**EXERCISE REQUIREMENTS:**
Word for word, repeat all the entries below, but without the pictures.

Records excerpted from a collection
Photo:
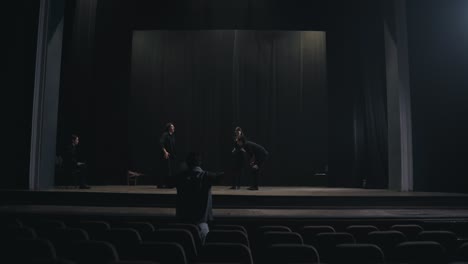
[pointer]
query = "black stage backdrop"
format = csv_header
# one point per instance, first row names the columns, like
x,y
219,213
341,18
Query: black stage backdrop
x,y
271,83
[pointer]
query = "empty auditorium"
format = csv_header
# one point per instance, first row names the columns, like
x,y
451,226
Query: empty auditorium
x,y
234,132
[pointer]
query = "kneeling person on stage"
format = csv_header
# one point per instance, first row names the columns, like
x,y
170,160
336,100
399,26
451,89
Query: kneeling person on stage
x,y
73,167
257,156
194,202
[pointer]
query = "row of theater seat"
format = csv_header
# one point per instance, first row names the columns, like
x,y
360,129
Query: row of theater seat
x,y
101,242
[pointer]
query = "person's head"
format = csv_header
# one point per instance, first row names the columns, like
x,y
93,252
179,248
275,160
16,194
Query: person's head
x,y
240,141
170,128
238,132
193,159
75,140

**SOLUTION:**
Photo:
[pointer]
query = "black stage backdrop"
format = csv_header
# one point per instance, first row names the columns, like
x,y
219,213
341,18
Query: black stage backdrop
x,y
271,83
[pointer]
query = "empty auditorium"
format = csv_header
# one point per instance, first row names the columns, like
x,y
451,226
Query: empty auditorium
x,y
234,132
[pointer]
query = "kneeling person on stage"
format = csv_header
# one point per instance, first row names the columns, like
x,y
170,160
336,100
399,26
451,89
Query: kneeling person on stage
x,y
73,167
257,156
194,202
[pointer]
query = "row of theater seat"
format = csv_header
# one point per instance, first row names the columns, like
x,y
360,129
Query: row of theater seat
x,y
101,242
[pointer]
query = "person's head"
format = csv_header
# one point per instance, first row names the columns, like
x,y
93,252
179,248
275,160
16,194
Query: person's head
x,y
240,141
170,128
238,132
193,159
75,140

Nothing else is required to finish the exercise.